> _Page extract_:

++++++

Otherwise, our trust is being placed in the hands of those trying to sell us something, which seems like it could represent a conflict of interest.
This is especially important as it relates to the foods we buy on a weekly basis. Foods are constantly marketed to us through various avenues. Television, print, social media, even the labeling of foods all representative the control marketing, branding and advertising forces have upon the food economy.
But how much can we trust what we are being told about what is in our food? There is a good deal of confusion when it comes to foods we buy, because the language marketers use to sell us those foods can be slippery.
To give an example, there are two labels often found on food product labels. These are the labels, organic and natural. Both are representative of selling points food purveyors promote to sell foods. These two labels have a seemingly similar connotation, being that of a food that is void of anything “unnatural” or toxic, and subsequently, healthier fare to eat.
However, there are some important distinctions between these two labels.
If something is labeled organic, it must comply to a certain set of standards set by the USDA. From the USDA site, “Organic is a labeling term that indicates that the food or other agricultural product has been produced through approved methods that integrate cultural, biological, and mechanical practices that foster cycling of resources, promote ecological balance, and conserve biodiversity. Synthetic fertilizers, sewage sludge, irradiation, and genetic engineering may not be used.” This is a strictly guarded label, and one you can typically trust.
At KTC, we often recommend buying organic foods that conform to the Phase 1 Diet, because some of the compounds used in non-organic farming are thought to pose some health risks. However, organic foods are typically more expensive than non-organic foods. So we always say that if you can afford it, “going organic” is a good, albeit not totally necessary, choice while on Phase 1.

++++++

> _Tasks to complete_:
- a) According to the food labels article, what does the USDA say may not be used in producing organic food?
- b) Update the food labels article, starting with "But how much" and going on through "fare to eat.", so that "marketers" is replaced by "advertisers".
The material that comes after this text is separate from it.

++++++

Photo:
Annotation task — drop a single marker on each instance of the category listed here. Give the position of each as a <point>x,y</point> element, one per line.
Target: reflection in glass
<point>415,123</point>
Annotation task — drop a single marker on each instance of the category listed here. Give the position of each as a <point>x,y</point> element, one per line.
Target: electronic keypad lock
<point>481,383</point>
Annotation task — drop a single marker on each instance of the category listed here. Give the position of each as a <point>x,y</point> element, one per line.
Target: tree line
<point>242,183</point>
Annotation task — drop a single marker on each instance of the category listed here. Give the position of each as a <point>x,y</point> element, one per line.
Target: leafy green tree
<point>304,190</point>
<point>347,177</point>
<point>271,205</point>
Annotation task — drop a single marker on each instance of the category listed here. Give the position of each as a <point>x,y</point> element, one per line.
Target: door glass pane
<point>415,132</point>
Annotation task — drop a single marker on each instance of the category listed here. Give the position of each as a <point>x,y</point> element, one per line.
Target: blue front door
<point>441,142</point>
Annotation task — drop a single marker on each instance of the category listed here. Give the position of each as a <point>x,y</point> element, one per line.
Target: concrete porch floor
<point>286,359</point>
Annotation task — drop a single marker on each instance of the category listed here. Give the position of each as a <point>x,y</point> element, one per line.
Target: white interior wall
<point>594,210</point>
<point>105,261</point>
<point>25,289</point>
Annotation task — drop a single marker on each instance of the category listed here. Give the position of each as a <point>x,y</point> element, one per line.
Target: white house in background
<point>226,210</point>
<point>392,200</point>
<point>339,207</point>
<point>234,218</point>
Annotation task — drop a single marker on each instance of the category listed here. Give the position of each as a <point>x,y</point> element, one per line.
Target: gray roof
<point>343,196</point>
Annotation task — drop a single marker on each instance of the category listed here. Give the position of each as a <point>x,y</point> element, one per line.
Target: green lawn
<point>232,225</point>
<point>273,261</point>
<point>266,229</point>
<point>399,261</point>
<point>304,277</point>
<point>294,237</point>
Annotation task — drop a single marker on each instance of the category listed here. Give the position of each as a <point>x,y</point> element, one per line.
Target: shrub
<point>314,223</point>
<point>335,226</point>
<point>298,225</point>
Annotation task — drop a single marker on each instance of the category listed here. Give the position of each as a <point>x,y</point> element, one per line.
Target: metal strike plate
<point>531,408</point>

++++++

> _Answers to the tasks_:
- a) Synthetic fertilizers, sewage sludge, irradiation, and genetic engineering.

- b)
But how much can we trust what we are being told about what is in our food? There is a good deal of confusion when it comes to foods we buy, because the language advertisers use to sell us those foods can be slippery.
To give an example, there are two labels often found on food product labels. These are the labels, organic and natural. Both are representative of selling points food purveyors promote to sell foods. These two labels have a seemingly similar connotation, being that of a food that is void of anything “unnatural” or toxic, and subsequently, healthier fare to eat.